EXTRACT:
Dailydave mailing list archives

The value of knowing reverse engineering


From: <halvar () gmx de>
Date: Sat, 18 Feb 2006 11:22:22 -0800

Hey all,

now with all the discussion about GCC's security features, I can quip in a bit more than one
line. Rolf and me are having long discussions after having had crazy problems with GCC's code
generation over the time -- Rolf really wants to get rid of GCC for our products, and I can't blame
him. The amusing thing is that I think that reverse engineers and developers are an almost disjoint
set, because apparently developers just 'live' with broken code generation, and many RE's don't
develop enough to notice broken compilers.

A friend of mine, _Stone, used to be a sort-of-fireman in a company where he'd get called on
to fix the bugs others couldn't hunt down. His advantage: He was used to reading the assembly-
level compiler output. Rolf wondered today how someone who does not know assembly would
fix bugs introduced by weird code generation issues, and I can just imagine long and painful 
trial and error.

GIVEN INFORMATION:
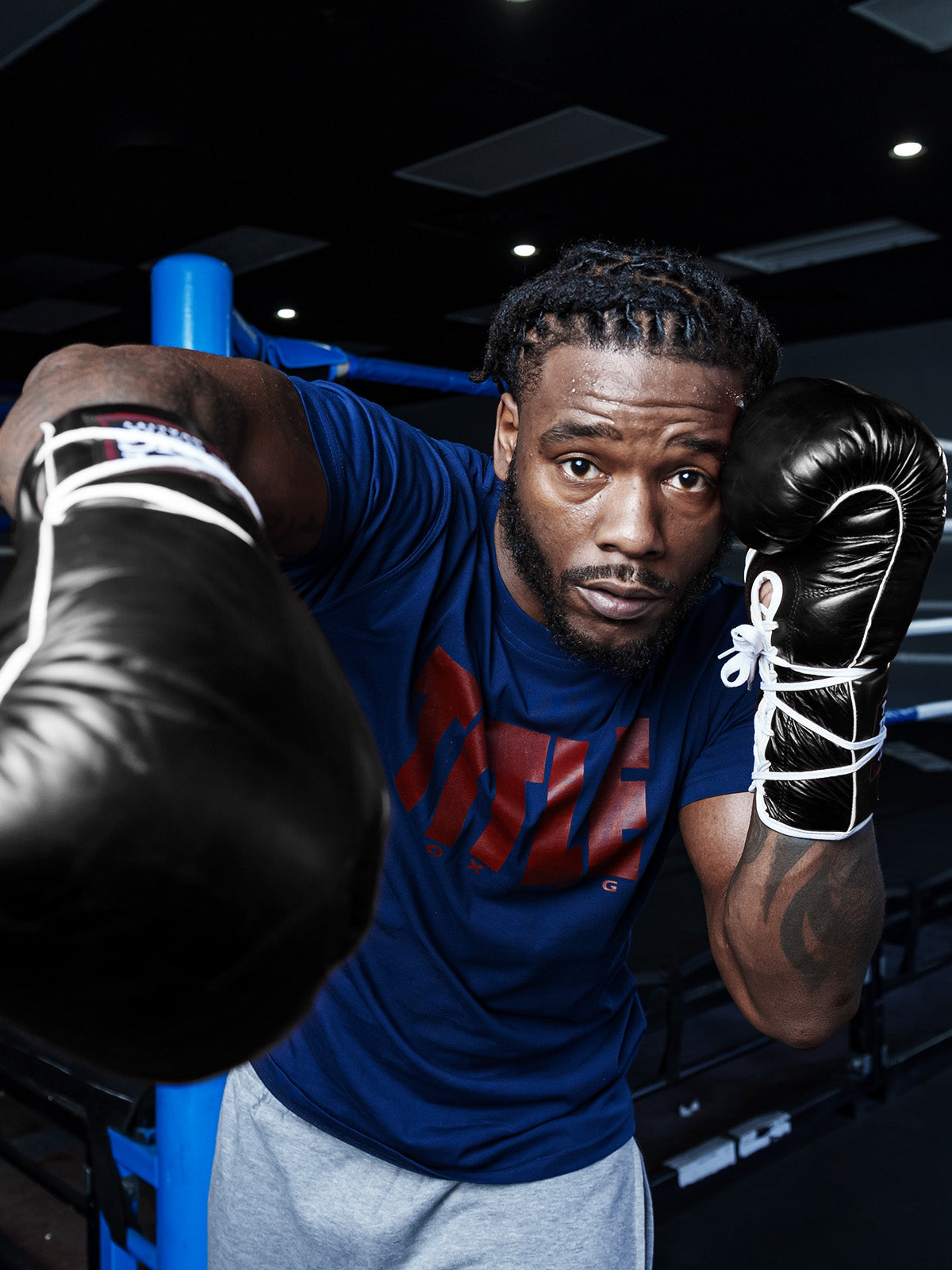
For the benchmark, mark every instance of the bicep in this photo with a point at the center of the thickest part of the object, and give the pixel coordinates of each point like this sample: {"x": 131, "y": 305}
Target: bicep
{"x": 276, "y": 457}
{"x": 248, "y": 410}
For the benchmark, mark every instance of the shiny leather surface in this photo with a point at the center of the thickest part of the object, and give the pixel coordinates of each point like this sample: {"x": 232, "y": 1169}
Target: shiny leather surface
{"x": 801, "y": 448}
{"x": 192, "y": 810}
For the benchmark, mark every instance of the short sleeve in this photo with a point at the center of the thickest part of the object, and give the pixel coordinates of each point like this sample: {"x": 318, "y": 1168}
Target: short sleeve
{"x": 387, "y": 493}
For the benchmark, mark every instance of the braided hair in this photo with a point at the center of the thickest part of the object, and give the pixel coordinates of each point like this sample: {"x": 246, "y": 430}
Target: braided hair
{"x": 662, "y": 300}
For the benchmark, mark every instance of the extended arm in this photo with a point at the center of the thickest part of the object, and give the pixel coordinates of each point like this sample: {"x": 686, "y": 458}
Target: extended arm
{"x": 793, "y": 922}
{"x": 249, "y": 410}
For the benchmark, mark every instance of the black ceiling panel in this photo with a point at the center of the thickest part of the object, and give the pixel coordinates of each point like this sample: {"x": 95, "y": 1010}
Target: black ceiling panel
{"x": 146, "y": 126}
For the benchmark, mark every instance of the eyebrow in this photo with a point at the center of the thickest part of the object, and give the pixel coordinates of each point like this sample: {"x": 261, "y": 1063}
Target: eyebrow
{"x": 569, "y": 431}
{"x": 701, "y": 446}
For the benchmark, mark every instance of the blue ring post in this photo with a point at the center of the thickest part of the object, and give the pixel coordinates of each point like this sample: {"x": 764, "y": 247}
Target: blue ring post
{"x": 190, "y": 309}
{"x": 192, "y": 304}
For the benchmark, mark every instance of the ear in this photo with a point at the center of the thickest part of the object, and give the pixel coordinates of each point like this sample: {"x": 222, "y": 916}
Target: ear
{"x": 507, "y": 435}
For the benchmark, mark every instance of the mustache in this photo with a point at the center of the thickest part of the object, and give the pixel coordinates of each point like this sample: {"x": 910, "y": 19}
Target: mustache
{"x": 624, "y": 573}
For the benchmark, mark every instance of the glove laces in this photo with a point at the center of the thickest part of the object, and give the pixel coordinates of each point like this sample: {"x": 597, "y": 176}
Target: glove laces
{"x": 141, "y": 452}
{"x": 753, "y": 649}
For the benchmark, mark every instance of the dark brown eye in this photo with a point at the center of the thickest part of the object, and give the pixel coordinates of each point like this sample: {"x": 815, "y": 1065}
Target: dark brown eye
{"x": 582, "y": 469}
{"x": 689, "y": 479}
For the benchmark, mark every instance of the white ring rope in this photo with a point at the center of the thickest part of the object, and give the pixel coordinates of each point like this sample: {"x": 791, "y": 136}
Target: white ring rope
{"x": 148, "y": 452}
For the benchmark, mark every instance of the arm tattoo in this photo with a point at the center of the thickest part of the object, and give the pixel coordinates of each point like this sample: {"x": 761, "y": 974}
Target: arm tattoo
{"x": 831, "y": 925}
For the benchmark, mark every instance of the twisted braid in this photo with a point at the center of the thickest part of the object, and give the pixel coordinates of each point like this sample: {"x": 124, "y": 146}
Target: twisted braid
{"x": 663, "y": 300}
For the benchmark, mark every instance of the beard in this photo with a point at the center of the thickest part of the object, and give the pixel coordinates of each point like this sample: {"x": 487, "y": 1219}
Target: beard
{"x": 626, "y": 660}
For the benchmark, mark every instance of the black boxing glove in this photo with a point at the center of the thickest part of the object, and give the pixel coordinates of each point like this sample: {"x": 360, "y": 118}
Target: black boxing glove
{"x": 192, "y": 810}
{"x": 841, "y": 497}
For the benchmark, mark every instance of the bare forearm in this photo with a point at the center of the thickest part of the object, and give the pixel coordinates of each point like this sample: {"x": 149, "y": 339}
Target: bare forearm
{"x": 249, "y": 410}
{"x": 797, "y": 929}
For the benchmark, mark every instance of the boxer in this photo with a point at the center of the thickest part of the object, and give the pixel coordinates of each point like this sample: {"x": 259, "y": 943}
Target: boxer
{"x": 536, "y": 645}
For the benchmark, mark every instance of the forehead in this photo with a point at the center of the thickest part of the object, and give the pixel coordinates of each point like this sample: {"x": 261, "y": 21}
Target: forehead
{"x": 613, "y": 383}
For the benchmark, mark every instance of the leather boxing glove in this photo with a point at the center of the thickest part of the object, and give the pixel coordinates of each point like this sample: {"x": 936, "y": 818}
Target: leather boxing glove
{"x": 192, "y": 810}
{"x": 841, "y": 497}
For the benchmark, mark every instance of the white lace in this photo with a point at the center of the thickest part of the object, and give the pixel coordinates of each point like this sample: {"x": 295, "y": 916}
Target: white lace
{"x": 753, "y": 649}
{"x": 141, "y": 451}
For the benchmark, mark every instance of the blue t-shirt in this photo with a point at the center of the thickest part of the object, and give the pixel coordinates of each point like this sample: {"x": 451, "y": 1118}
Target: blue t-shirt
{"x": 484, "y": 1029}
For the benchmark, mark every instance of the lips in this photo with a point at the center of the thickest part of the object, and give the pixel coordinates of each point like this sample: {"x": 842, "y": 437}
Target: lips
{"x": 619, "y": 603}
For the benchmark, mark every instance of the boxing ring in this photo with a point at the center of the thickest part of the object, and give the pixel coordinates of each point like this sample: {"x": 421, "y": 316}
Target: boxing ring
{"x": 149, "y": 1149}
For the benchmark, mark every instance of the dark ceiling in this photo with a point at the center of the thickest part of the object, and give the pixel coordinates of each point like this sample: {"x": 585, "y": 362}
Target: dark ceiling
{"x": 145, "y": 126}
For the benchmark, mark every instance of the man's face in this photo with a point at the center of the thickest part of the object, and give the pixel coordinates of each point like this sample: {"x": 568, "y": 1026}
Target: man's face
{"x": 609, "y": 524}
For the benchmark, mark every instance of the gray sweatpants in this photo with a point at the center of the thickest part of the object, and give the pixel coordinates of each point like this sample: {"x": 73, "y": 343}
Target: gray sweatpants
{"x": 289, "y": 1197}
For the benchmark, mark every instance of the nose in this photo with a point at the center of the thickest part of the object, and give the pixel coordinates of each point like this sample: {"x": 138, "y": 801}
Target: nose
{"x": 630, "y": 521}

==

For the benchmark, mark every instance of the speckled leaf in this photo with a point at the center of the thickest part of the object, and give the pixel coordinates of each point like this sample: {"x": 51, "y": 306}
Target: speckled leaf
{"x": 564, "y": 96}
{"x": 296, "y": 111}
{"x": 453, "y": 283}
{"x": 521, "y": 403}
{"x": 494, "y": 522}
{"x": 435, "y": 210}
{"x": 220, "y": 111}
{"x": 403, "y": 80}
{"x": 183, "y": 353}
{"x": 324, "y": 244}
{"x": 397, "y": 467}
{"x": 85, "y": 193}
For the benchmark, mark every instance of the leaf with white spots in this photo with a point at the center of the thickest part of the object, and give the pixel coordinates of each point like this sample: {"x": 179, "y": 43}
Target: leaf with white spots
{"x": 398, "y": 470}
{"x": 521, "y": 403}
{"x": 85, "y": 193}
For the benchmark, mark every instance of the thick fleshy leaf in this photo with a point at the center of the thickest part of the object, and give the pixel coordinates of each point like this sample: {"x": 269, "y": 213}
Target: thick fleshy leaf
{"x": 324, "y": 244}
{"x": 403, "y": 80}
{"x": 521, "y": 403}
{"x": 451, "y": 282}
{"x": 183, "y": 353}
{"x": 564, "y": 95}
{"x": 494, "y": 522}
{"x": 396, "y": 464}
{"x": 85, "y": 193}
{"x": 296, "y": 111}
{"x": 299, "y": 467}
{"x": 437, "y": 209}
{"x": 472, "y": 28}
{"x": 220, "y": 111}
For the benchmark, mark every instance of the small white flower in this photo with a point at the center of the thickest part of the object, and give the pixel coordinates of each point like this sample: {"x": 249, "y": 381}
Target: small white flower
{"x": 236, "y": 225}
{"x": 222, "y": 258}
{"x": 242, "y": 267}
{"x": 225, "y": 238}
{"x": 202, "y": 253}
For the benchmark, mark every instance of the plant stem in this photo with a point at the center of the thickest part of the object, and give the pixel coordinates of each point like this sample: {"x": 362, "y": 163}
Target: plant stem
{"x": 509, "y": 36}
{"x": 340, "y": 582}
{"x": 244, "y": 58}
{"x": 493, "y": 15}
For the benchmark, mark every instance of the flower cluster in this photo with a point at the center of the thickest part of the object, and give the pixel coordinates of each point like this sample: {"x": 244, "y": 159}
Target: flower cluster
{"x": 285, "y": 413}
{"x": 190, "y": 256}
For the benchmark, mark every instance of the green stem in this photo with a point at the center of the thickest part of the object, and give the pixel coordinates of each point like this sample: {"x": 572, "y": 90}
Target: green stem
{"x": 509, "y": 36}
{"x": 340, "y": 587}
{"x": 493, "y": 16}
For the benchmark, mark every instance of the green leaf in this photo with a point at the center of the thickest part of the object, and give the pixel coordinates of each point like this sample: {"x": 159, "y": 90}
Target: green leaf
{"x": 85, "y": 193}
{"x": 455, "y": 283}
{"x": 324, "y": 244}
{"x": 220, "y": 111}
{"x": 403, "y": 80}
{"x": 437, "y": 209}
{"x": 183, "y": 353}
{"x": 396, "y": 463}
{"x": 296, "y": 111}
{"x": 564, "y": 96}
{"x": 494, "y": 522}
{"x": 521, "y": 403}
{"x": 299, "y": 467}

...

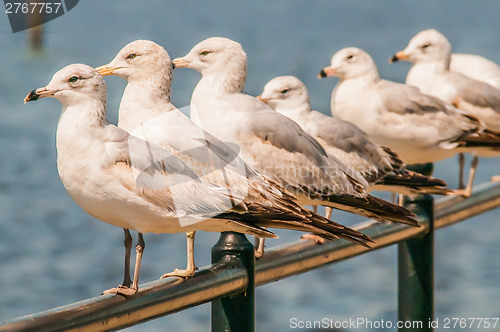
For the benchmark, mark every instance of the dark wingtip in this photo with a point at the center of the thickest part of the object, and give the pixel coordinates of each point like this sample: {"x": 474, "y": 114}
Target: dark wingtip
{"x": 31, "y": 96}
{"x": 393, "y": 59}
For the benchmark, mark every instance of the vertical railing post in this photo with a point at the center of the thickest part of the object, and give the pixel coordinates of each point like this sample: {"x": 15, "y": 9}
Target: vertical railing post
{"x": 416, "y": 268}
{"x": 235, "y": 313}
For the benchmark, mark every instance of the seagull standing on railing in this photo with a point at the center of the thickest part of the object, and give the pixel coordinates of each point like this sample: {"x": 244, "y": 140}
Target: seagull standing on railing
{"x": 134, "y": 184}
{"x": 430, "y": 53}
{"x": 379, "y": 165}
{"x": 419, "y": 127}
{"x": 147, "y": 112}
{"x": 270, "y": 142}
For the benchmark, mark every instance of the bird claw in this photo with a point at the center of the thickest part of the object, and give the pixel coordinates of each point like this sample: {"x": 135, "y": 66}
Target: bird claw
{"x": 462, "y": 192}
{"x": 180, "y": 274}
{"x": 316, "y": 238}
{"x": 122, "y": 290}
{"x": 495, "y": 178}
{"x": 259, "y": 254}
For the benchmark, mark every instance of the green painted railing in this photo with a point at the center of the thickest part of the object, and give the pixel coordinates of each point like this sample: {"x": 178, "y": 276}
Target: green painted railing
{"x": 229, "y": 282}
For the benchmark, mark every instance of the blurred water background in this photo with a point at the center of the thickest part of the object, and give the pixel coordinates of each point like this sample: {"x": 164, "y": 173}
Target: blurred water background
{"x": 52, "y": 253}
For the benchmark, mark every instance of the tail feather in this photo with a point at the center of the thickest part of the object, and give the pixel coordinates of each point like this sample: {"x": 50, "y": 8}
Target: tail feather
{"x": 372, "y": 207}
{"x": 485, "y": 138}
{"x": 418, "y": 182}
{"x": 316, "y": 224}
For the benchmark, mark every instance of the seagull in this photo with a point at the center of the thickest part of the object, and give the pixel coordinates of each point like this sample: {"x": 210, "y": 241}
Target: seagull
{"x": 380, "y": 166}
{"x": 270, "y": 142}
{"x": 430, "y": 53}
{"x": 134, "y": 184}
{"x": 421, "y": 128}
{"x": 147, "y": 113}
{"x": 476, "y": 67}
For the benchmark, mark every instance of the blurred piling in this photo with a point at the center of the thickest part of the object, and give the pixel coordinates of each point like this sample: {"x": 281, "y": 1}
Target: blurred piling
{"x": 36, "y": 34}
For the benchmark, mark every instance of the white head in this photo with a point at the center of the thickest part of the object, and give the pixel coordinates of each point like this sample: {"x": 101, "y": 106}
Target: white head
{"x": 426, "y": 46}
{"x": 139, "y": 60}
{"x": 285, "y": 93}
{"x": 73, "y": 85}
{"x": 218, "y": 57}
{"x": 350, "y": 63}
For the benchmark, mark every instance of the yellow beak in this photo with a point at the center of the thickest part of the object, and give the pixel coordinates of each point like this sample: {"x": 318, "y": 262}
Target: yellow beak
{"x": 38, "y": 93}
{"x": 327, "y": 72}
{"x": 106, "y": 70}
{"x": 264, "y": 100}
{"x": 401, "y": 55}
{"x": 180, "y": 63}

AIM OF THE TASK: From the mailing list post on reverse engineering, reproduce word for word the stretch from "now with all" through "notice broken compilers.".

ANSWER BELOW:
now with all the discussion about GCC's security features, I can quip in a bit more than one
line. Rolf and me are having long discussions after having had crazy problems with GCC's code
generation over the time -- Rolf really wants to get rid of GCC for our products, and I can't blame
him. The amusing thing is that I think that reverse engineers and developers are an almost disjoint
set, because apparently developers just 'live' with broken code generation, and many RE's don't
develop enough to notice broken compilers.